# What you have to do:
Word for word, set down the records and skip each picture.

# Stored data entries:
○ ○ ○ ○

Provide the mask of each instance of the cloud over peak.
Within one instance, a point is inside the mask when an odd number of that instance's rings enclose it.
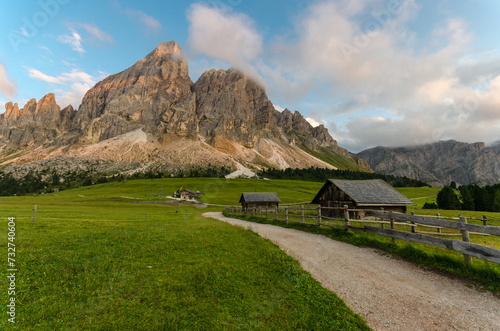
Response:
[[[263,40],[255,22],[245,14],[226,7],[191,5],[188,45],[194,56],[223,60],[263,82],[254,62],[263,51]]]

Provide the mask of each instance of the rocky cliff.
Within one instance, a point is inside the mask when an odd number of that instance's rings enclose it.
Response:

○ ○ ○ ○

# Response to the task:
Provide the mask of each instance of the cloud over peak.
Within one instance, a point is inside the mask when an odd number of that instance's rings enclose it.
Response:
[[[263,40],[255,22],[245,14],[226,7],[191,5],[188,45],[194,56],[223,60],[263,82],[254,62],[263,51]]]

Provide the mask of each instance of the rocky cliff.
Within one instance, a point is inside the mask when an odd number of that instance's rings enclose it.
Response:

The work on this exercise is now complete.